The data below calls for an exact copy.

··· Data to process

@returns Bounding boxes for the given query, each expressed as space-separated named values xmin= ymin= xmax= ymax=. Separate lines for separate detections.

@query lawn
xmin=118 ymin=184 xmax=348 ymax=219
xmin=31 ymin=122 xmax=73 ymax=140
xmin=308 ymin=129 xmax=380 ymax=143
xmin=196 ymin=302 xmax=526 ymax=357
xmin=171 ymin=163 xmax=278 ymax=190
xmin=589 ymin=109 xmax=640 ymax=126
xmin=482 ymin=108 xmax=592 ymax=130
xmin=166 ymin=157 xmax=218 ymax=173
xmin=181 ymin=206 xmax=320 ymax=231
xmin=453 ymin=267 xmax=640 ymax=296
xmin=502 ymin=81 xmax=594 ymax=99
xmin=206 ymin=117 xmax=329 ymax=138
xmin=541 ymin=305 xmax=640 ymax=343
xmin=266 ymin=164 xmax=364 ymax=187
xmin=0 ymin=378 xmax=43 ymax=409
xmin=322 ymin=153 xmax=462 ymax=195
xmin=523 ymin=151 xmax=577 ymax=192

······

▶ _Answer for this exercise_
@returns Bounding boxes for the given query, each expressed as space-separated named values xmin= ymin= xmax= ymax=. Separate lines for separate detections.

@query lawn
xmin=118 ymin=184 xmax=348 ymax=219
xmin=31 ymin=122 xmax=73 ymax=140
xmin=308 ymin=129 xmax=380 ymax=143
xmin=196 ymin=302 xmax=526 ymax=357
xmin=171 ymin=163 xmax=278 ymax=190
xmin=589 ymin=109 xmax=640 ymax=126
xmin=482 ymin=108 xmax=592 ymax=130
xmin=166 ymin=157 xmax=218 ymax=173
xmin=181 ymin=206 xmax=320 ymax=231
xmin=453 ymin=267 xmax=640 ymax=296
xmin=502 ymin=81 xmax=594 ymax=99
xmin=206 ymin=117 xmax=329 ymax=138
xmin=541 ymin=305 xmax=640 ymax=343
xmin=266 ymin=164 xmax=364 ymax=187
xmin=0 ymin=378 xmax=43 ymax=409
xmin=322 ymin=153 xmax=462 ymax=195
xmin=523 ymin=151 xmax=577 ymax=192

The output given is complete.